= EXERCISE =
Your task is to quote the material that follows, in full and exactly.
::::
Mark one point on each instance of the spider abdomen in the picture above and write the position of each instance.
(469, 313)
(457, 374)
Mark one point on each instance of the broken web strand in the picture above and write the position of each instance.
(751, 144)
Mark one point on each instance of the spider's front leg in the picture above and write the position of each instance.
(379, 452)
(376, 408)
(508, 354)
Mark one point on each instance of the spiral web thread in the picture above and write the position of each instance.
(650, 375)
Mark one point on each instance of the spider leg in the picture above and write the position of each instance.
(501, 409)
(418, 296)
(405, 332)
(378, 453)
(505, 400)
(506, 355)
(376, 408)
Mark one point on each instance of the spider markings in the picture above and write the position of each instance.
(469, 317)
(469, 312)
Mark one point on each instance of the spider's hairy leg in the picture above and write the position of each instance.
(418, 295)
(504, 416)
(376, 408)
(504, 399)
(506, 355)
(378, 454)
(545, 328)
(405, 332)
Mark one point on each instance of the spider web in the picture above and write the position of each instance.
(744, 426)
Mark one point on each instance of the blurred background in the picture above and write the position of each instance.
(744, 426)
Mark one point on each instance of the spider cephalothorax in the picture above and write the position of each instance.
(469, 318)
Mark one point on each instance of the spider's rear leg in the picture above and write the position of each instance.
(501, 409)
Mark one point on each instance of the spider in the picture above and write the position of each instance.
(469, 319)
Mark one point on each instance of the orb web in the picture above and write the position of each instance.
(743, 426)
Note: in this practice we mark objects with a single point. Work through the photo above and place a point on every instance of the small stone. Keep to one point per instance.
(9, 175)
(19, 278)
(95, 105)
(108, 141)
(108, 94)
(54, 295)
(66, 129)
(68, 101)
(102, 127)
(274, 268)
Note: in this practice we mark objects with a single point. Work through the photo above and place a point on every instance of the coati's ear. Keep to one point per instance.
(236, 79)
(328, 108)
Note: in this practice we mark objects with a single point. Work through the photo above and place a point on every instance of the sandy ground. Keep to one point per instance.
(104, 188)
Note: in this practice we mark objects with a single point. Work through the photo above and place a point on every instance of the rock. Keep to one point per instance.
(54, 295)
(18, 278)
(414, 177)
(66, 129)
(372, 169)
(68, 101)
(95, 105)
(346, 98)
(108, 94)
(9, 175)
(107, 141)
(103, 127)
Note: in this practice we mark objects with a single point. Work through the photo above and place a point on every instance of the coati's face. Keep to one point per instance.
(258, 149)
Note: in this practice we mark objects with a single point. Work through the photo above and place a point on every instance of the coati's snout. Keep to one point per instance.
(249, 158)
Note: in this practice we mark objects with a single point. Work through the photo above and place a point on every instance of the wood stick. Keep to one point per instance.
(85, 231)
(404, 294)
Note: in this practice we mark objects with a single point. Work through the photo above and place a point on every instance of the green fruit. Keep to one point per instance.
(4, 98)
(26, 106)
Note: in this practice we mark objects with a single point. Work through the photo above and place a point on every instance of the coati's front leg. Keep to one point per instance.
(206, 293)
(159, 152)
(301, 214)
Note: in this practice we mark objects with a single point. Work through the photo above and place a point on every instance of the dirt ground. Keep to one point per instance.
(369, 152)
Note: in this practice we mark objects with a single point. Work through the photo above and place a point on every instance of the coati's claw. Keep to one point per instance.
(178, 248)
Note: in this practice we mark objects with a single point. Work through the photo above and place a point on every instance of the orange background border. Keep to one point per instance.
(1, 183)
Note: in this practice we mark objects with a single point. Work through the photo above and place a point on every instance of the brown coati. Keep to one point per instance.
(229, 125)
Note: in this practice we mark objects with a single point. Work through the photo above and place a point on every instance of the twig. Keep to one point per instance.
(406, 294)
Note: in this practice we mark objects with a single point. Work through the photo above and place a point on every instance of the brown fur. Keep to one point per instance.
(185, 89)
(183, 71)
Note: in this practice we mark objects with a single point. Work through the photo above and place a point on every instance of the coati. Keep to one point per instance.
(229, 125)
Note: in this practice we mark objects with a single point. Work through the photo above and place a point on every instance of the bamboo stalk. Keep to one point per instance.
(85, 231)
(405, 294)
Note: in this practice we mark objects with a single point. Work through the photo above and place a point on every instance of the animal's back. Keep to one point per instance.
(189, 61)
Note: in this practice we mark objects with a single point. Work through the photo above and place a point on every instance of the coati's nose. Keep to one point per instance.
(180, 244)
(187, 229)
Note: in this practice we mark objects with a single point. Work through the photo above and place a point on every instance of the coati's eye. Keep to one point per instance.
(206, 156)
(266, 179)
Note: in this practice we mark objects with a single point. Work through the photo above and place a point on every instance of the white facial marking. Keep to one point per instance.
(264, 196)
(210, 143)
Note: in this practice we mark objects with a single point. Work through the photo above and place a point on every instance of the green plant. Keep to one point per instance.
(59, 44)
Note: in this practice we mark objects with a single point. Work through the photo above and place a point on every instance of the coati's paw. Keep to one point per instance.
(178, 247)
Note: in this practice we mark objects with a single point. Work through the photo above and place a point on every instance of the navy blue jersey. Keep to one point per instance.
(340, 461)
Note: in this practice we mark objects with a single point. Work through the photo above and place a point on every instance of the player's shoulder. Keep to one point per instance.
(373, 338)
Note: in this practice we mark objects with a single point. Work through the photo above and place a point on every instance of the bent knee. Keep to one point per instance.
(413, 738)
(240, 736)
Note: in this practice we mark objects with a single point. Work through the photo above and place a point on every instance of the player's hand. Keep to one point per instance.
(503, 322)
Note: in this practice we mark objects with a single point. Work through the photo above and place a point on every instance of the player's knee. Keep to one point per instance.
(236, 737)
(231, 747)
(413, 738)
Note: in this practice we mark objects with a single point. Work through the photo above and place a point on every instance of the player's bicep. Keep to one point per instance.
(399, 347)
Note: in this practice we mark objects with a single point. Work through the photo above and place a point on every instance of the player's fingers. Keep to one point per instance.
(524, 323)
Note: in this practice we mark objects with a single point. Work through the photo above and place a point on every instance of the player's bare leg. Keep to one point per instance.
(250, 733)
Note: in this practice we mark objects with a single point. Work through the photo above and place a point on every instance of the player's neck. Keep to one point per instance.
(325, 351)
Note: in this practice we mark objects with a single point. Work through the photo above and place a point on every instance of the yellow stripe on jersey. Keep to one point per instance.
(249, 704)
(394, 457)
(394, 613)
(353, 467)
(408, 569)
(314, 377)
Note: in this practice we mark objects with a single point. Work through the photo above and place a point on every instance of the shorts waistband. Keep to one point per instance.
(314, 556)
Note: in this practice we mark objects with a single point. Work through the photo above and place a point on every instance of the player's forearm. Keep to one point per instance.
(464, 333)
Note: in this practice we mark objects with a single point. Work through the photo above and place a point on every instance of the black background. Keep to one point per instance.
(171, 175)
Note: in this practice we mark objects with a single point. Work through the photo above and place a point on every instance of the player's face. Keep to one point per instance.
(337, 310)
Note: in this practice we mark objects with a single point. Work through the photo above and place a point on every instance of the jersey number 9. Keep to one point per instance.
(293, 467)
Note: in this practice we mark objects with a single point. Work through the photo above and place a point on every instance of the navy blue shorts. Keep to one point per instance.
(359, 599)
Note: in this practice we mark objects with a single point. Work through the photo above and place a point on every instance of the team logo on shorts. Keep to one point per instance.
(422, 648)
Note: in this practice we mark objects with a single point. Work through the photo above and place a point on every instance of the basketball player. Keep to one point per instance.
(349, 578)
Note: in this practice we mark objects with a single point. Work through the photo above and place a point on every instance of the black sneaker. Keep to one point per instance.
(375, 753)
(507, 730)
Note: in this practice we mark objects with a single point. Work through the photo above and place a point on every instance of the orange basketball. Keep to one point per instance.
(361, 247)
::::
= WRITTEN RESPONSE =
Mark one point on each instance of the spider abdomen in the picture above and write the position of each instance.
(469, 313)
(457, 374)
Mark one point on each instance of the broken web strand in the picture above and write the position of each instance.
(751, 144)
Mark one point on each instance of the spider's front leg in the picture above and write the position of each instance.
(379, 452)
(376, 408)
(508, 354)
Mark one point on each instance of the spiral web thread in the picture above and write the position of each instance.
(650, 375)
Mark one point on each instance of the spider leg in the picture above and write the position of each instance.
(501, 409)
(418, 296)
(405, 332)
(378, 453)
(505, 400)
(506, 355)
(376, 408)
Mark one point on each instance of the spider markings in the picture above and write the position of each instance.
(469, 317)
(469, 312)
Mark one point on each instance of the spider's hairy leg in the picture above and write the position of each instance.
(418, 295)
(504, 416)
(376, 408)
(504, 399)
(506, 355)
(378, 454)
(545, 328)
(405, 332)
Mark one point on each instance of the spider web in the picture above and write the position of each instance.
(744, 426)
Mark one point on each instance of the blurred background in the picture above and write the position of each instance.
(744, 426)
Mark one point on each instance of the spider cephalothorax in the picture above and write the position of each instance.
(469, 318)
Mark one point on each instance of the spider's rear leg in the picture above and write the position of each instance.
(501, 409)
Mark one point on each instance of the spider in the picture above and write the position of each instance.
(469, 319)
Mark one point on each instance of the orb web in the picture above and write the position of each instance.
(743, 426)
Note: in this practice we mark objects with a single point. Work through the photo above and place a point on every instance of the small stone. Keep to one point per instance.
(9, 175)
(19, 278)
(95, 105)
(108, 141)
(108, 94)
(54, 295)
(66, 129)
(68, 101)
(102, 127)
(274, 268)
Note: in this practice we mark objects with a single point. Work through the photo above and place a point on every instance of the coati's ear. Keep to one point per instance.
(236, 79)
(328, 108)
Note: in this practice we mark objects with a single point. Work through the photo above and place a point on every instance of the sandy ground. Keep to one point per instance.
(104, 188)
Note: in this practice we mark objects with a single point. Work through the photo above and place a point on every instance of the rock. Keep to one point per instance.
(54, 295)
(18, 278)
(414, 177)
(66, 129)
(372, 169)
(68, 101)
(95, 105)
(346, 98)
(108, 94)
(9, 175)
(107, 141)
(103, 127)
Note: in this practice we mark objects with a single point. Work through the photo above and place a point on every instance of the coati's face. Keep to one point per instance.
(258, 149)
Note: in this practice we mark objects with a single point. Work through the photo above and place a point on every instance of the coati's snout. Keep to one point per instance.
(249, 158)
Note: in this practice we mark objects with a single point. Work through the photo above and place a point on every instance of the wood stick. Keep to one point per instance.
(85, 231)
(404, 294)
Note: in this practice we mark objects with a single point. Work through the photo above and place a point on every instance of the green fruit. Keep to one point per instance.
(4, 98)
(26, 106)
Note: in this practice we mark objects with a single point. Work through the photo above and place a point on every instance of the coati's front leg. Keep to one point per instance.
(206, 293)
(159, 152)
(301, 214)
Note: in this practice we mark objects with a single point. Work through the photo above and place a point on every instance of the dirt ground. Keep to one point per instance.
(369, 152)
Note: in this practice we mark objects with a single point. Work through the photo above and place a point on every instance of the coati's claw. Keep to one point per instance.
(178, 248)
Note: in this practice we mark objects with a single point. Work through the photo above and place a point on every instance of the orange background border. Keep to one point per instance.
(1, 183)
Note: in this practice we mark objects with a single point. Work through the photo above and place a point on every instance of the brown coati. Keep to one point per instance.
(229, 125)
Note: in this practice we mark objects with a single point. Work through the photo above and place a point on every instance of the twig. Keep to one point per instance.
(406, 294)
Note: in this practice we mark objects with a single point. Work through the photo above and place a point on every instance of the brown fur. Keep to one point per instance.
(185, 89)
(183, 71)
Note: in this practice we mark objects with a single point. Work through the photo above and place a point on every instance of the coati. Keep to one point per instance.
(229, 125)
Note: in this practice we mark objects with a single point. Work through the photo above and place a point on every instance of the bamboo stalk. Keep to one point per instance.
(85, 231)
(405, 294)
Note: in this practice we mark objects with a single point. Work through the photo above and place a point on every instance of the animal's back. Keep to one point per instance.
(189, 61)
Note: in this practice we mark objects with a single point. Work through the photo above and place a point on every instance of the coati's nose. Keep to one point per instance.
(180, 244)
(187, 229)
Note: in this practice we mark objects with a single point. Work through the photo above and place a point on every instance of the coati's eye. Keep to one point per instance.
(206, 156)
(266, 179)
Note: in this practice we mark objects with a single point. Work through the photo above and place a point on every instance of the white facial marking. Keep to one point per instance.
(264, 196)
(210, 143)
Note: in this practice we mark objects with a single point. Work through the photo above and place a point on every instance of the green plant. Keep to one point per instance.
(59, 44)
Note: in this practice we mark objects with a single point. Work through the photo above and place a point on every instance of the coati's paw. Keep to one point per instance.
(178, 247)
Note: in this practice we mark objects with a single point. Work through the photo above and place a point on every instance of the navy blue jersey. Keep to one point per instance.
(340, 461)
Note: in this practice we mark objects with a single point. Work through the photo above and place a point on every instance of the player's shoulder. Keep to one point per instance.
(373, 338)
Note: in this practice we mark objects with a single point. Work through the photo above and place a point on every instance of the bent knee. Keep to one point per instance.
(413, 738)
(240, 736)
Note: in this practice we mark objects with a single point. Work through the photo above and place a point on every instance of the player's hand. Keep to one point per instance.
(503, 322)
Note: in this practice we mark objects with a single point. Work through the photo above and place a point on every instance of the player's knee. Keep to one point per instance.
(236, 737)
(231, 747)
(413, 738)
Note: in this practice we mark objects with a single point. Work through the photo above and place a point on every instance of the player's bicep. Keep to one point per instance.
(399, 347)
Note: in this practice we mark objects with a single point. Work through the photo above and place a point on every instance of the player's fingers. Keep to one point per instance.
(524, 323)
Note: in this practice we mark objects with a single point. Work through the photo above and place a point on every instance of the player's bare leg. Keep to one point per instance.
(250, 733)
Note: in this practice we mark objects with a single point. Work through the photo above and place a point on every instance of the player's neck. Keep to one point per instance.
(325, 351)
Note: in this practice we mark objects with a single point. Work through the photo above and place a point on every instance of the yellow stripe on jersey. Keep to one point per instance.
(249, 704)
(394, 457)
(394, 613)
(353, 467)
(408, 569)
(314, 377)
Note: in this practice we mark objects with a single point. Work through the photo above and place a point on every instance of the shorts waistband. Keep to one point per instance.
(314, 556)
Note: in this practice we mark objects with a single point. Work through the photo above and place a point on every instance of the player's forearm. Keep to one point per instance.
(464, 333)
Note: in this practice we mark objects with a single point. Work through the photo above and place a point on every instance of the black background. Keep to one point per instance.
(171, 175)
Note: in this practice we mark objects with a single point. Work through the photo above and place a point on every instance of the player's face. Keep to one point per instance.
(337, 310)
Note: in this practice we mark objects with a single point. Work through the photo above and place a point on every instance of the jersey number 9. Keep to one point per instance.
(293, 467)
Note: in this practice we mark objects with a single point. Work through the photo above and place a point on every instance of the navy blue shorts. Keep to one point per instance.
(359, 599)
Note: in this practice we mark objects with a single point. Work through the photo above and place a point on every instance of the team logo on shorts. Keep to one point per instance.
(422, 648)
Note: in this practice we mark objects with a single point. Work through the photo above and place a point on every instance of the basketball player. Keep to one point per instance.
(349, 578)
Note: in this practice we mark objects with a single point. Work through the photo above and place a point on every instance of the black sneaker. Keep to one point per instance.
(375, 753)
(507, 730)
Note: in this practice we mark objects with a single point. Work through the photo above and place a point on every instance of the orange basketball. Keep to one point per instance.
(361, 247)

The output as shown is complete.